(PROMPT):
Exact repetition of every entry is required.

Object location annotation data
┌────────

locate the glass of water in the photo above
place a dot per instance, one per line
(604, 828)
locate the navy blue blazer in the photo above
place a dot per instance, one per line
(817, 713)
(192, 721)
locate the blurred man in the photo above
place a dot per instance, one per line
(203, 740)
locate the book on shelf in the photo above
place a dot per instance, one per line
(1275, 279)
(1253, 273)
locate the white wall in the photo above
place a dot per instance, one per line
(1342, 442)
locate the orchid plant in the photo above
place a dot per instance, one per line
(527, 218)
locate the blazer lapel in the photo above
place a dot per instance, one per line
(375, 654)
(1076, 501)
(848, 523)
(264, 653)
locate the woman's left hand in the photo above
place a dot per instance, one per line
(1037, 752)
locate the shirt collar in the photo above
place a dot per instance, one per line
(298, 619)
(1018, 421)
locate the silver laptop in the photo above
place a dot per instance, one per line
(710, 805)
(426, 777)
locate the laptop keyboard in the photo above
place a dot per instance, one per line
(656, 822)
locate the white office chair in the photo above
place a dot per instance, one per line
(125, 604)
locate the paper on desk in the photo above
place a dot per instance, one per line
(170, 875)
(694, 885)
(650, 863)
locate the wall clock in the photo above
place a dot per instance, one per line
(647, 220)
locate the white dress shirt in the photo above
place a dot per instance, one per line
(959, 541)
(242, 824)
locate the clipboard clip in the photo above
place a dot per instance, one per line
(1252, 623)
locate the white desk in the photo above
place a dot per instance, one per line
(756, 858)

└────────

(SOLUTION TO THE PROBLEM):
locate the glass of water in the photo above
place a dot per instance, one per line
(604, 828)
locate the navy blue blazer in the photo above
place a dot per instance, one per line
(817, 713)
(192, 721)
locate the blurred man in the photo above
place a dot per instance, one per line
(203, 740)
locate the book on shelf in the photo above
place a dot per instance, one per line
(1275, 279)
(1253, 273)
locate the white wall in the photo above
place a dot per instance, one per line
(1342, 442)
locate the orchid plant in the photo above
place a dot per instance, one per line
(527, 218)
locate the blazer lapel in the photo above
place a dot per instance, one per line
(375, 654)
(1076, 501)
(848, 523)
(264, 653)
locate the woman's left hand in the photo above
place a dot per instance, one per line
(1037, 752)
locate the shirt collar in the photo above
place a dot per instance, one per line
(298, 619)
(1018, 421)
locate the silver laptop in the photo above
place a dot per instance, one per line
(710, 805)
(426, 777)
locate the laptop keyboard in the photo above
place a dot per instance, one per line
(656, 822)
locate the white office chair in the photo above
place a dot per instance, one per line
(125, 604)
locate the paper on desk in the photo above
place a dot per instance, one per line
(170, 875)
(694, 885)
(650, 863)
locate the wall clock in the photo above
place a dot per instance, one per line
(647, 220)
locate the white dress shirt in the photo above
place a dot per instance, one per line
(959, 541)
(242, 824)
locate the clipboard clip in the photo above
place a dot per instance, one per line
(1252, 623)
locate the white desk in the photo above
place a dot per instance, one per line
(756, 858)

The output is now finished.